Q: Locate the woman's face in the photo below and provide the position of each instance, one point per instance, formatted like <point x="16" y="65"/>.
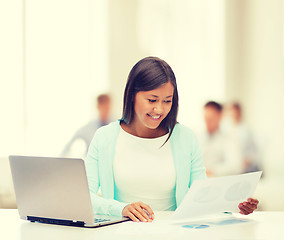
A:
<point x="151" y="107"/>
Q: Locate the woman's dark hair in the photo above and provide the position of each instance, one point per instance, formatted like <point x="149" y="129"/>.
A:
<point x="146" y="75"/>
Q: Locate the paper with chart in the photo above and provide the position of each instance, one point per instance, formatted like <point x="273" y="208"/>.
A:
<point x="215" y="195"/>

::::

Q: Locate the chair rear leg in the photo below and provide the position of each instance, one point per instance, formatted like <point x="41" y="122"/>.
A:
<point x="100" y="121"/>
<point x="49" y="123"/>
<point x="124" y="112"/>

::::

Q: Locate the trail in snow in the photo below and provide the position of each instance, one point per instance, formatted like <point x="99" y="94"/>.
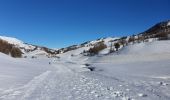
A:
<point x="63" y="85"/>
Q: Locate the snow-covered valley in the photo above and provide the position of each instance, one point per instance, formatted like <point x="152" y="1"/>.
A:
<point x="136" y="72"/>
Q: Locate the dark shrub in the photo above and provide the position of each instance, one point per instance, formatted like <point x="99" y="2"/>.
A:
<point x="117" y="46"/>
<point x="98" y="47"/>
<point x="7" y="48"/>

::::

Written exercise » Go through the listing above and copy out every line that contains the string "snow".

Solution »
Q: Locate the trail in snow in the photo below and provide the position of each instance, one point per instance, formatted like <point x="99" y="94"/>.
Q: Locate the snow-covered valley in the photo above and provide the position of each instance, one point per instance, formatted like <point x="152" y="1"/>.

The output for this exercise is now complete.